General Magic
- Industry: Personal digital assistants; Software;
- Founded: May 1990
- Founders: Bill Atkinson; Andy Hertzfeld; Marc Porat;
- Defunct: September 17, 2002
- Headquarters: Mountain View, California, United States
- Products: Telescript; Magic Cap;

= General Magic =

American technology company (1990–2002)

General Magic was an American software and early smart phone electronics company co-founded by Bill Atkinson, Andy Hertzfeld, and Marc Porat. Based in Mountain View, California, the company developed precursors to USB, software modems, small touchscreens, touchscreen controller Integrated circuits, ASICs, multimedia email, networked games, streaming TV, and early e-commerce notions.

The company's main product was Magic Cap, the operating system used in 1994 by Sony's Magic Link and the Motorola Envoy PDAs. It also introduced the programming language Telescript. After announcing it would cease operations in 2002, it was liquidated in 2004 with Paul Allen purchasing many of its patents.

==History==
===Apple project and spinoff (1989)===
The original project started in 1989 within Apple Computer, when Marc Porat convinced Apple's then-CEO John Sculley that the next generation of computing would require a partnership of computer, communications and consumer electronics companies to cooperate. Known as the Paradigm project, the project ran for some time within Apple, but management remained generally uninterested and the team struggled for resources. Eventually they approached Sculley with the idea of spinning off the group as a separate company, which occurred in May 1990 with founders Marc Porat, Andy Hertzfeld, and Bill Atkinson. Apple took a minority stake in the company, with John Sculley joining the General Magic board.

Porat, Hertzfeld and Atkinson were soon joined at General Magic by Susan Kare, Joanna Hoffman (vice president of marketing), hardware pioneer Wendell Sander, Walt Broedner and Megan Smith who joined from Apple Japan, and most of Apple's System 7 team, including Phil Goldman and soon after Bruce Leak and Darin Adler.

_Stored rows:_
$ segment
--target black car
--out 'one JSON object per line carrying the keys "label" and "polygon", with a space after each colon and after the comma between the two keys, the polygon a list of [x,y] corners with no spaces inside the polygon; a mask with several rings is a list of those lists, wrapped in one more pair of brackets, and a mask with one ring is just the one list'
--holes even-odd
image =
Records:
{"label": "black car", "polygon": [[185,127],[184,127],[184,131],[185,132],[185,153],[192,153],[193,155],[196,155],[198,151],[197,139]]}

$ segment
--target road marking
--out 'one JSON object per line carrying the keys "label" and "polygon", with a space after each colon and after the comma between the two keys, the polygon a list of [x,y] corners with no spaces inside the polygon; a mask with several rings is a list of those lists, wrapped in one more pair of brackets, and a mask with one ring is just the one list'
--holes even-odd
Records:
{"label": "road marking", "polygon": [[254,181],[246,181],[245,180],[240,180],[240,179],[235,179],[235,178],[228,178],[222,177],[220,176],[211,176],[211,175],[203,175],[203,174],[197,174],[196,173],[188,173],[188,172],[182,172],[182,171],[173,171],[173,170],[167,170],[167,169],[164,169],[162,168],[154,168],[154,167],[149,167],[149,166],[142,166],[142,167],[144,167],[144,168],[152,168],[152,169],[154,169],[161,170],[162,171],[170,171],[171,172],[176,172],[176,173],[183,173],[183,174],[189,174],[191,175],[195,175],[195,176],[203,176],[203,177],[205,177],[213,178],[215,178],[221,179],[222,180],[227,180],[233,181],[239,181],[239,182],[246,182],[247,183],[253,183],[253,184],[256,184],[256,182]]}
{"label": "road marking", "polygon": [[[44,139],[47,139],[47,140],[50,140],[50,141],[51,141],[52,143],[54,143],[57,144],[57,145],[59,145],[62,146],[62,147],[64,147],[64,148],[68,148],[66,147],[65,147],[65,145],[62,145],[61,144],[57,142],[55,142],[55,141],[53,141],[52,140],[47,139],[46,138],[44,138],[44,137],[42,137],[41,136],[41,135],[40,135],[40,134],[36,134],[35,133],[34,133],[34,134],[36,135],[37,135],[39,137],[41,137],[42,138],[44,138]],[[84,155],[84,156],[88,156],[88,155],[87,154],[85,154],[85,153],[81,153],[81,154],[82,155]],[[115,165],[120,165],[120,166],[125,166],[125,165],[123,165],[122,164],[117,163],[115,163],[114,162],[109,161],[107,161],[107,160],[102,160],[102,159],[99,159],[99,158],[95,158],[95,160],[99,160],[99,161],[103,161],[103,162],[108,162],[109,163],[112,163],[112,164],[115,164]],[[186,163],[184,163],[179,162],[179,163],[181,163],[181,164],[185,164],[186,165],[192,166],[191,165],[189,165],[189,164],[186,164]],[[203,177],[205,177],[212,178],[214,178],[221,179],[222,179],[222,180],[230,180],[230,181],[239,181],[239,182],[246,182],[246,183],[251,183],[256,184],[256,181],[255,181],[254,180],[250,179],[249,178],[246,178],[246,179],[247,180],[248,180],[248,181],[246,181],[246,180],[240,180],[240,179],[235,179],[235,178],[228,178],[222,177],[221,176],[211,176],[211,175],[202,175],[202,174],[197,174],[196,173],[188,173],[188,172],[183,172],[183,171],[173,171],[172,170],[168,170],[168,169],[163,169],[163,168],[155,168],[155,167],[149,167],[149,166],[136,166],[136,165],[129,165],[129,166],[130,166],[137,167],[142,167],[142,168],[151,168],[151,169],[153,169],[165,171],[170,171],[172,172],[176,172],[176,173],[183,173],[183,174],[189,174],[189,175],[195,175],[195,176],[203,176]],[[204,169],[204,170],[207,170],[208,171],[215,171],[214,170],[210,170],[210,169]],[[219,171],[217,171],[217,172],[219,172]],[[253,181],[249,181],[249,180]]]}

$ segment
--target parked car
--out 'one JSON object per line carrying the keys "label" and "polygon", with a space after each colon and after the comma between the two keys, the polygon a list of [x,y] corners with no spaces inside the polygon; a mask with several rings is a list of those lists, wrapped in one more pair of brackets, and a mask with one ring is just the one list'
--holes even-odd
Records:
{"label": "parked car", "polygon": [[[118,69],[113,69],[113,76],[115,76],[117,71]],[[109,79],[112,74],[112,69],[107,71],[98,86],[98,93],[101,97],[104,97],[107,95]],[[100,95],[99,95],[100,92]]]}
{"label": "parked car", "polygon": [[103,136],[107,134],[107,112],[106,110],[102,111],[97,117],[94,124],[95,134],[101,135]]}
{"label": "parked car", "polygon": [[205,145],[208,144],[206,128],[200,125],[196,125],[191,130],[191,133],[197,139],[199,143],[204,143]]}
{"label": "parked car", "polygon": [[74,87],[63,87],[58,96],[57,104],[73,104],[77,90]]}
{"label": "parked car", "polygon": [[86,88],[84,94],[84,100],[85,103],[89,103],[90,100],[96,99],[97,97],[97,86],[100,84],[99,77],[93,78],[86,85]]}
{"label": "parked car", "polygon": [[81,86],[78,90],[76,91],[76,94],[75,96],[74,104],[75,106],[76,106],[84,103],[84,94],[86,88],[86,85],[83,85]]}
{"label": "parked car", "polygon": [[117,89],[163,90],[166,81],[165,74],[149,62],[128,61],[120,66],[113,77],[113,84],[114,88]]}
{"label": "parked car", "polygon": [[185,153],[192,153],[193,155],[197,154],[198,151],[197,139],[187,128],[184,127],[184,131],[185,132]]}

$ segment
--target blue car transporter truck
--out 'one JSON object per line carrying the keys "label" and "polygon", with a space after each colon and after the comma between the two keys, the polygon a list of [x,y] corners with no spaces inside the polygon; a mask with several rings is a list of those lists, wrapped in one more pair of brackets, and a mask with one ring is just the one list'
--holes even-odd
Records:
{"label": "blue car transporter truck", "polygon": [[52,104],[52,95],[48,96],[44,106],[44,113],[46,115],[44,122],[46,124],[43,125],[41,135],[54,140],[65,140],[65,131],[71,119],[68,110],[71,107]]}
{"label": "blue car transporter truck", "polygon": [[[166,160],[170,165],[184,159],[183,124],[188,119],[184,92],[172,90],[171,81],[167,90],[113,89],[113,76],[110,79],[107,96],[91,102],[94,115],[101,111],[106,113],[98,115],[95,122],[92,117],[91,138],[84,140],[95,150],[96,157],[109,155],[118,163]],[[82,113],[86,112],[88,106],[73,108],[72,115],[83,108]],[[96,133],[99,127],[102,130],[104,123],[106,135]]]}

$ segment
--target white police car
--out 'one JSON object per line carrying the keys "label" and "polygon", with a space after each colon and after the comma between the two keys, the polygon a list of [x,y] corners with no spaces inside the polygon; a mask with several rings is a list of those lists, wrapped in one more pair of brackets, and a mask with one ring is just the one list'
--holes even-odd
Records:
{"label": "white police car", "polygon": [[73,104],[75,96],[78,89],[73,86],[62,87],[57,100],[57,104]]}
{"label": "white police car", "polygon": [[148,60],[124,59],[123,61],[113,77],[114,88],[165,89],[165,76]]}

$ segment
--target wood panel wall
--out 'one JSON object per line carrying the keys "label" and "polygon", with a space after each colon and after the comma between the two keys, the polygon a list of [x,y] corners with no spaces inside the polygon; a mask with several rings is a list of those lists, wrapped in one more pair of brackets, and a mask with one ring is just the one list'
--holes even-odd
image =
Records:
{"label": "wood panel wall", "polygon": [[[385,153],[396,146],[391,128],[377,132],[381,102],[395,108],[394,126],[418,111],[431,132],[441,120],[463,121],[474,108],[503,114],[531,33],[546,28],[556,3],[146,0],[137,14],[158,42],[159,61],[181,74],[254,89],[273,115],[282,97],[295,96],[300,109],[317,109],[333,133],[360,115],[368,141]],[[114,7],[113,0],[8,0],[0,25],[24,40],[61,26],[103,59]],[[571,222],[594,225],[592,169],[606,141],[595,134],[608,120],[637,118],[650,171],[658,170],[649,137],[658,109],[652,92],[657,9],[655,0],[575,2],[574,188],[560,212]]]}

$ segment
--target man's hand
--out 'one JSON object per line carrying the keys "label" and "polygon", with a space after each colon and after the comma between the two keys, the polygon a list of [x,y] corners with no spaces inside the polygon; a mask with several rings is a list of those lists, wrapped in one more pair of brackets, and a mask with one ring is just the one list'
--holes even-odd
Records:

_Stated goal:_
Please reproduce the General Magic article above in full, word for word, from its first line to its last.

_Answer for this exercise:_
General Magic
- Industry: Personal digital assistants; Software;
- Founded: May 1990
- Founders: Bill Atkinson; Andy Hertzfeld; Marc Porat;
- Defunct: September 17, 2002
- Headquarters: Mountain View, California, United States
- Products: Telescript; Magic Cap;

= General Magic =

American technology company (1990–2002)

General Magic was an American software and early smart phone electronics company co-founded by Bill Atkinson, Andy Hertzfeld, and Marc Porat. Based in Mountain View, California, the company developed precursors to USB, software modems, small touchscreens, touchscreen controller Integrated circuits, ASICs, multimedia email, networked games, streaming TV, and early e-commerce notions.

The company's main product was Magic Cap, the operating system used in 1994 by Sony's Magic Link and the Motorola Envoy PDAs. It also introduced the programming language Telescript. After announcing it would cease operations in 2002, it was liquidated in 2004 with Paul Allen purchasing many of its patents.

==History==
===Apple project and spinoff (1989)===
The original project started in 1989 within Apple Computer, when Marc Porat convinced Apple's then-CEO John Sculley that the next generation of computing would require a partnership of computer, communications and consumer electronics companies to cooperate. Known as the Paradigm project, the project ran for some time within Apple, but management remained generally uninterested and the team struggled for resources. Eventually they approached Sculley with the idea of spinning off the group as a separate company, which occurred in May 1990 with founders Marc Porat, Andy Hertzfeld, and Bill Atkinson. Apple took a minority stake in the company, with John Sculley joining the General Magic board.

Porat, Hertzfeld and Atkinson were soon joined at General Magic by Susan Kare, Joanna Hoffman (vice president of marketing), hardware pioneer Wendell Sander, Walt Broedner and Megan Smith who joined from Apple Japan, and most of Apple's System 7 team, including Phil Goldman and soon after Bruce Leak and Darin Adler.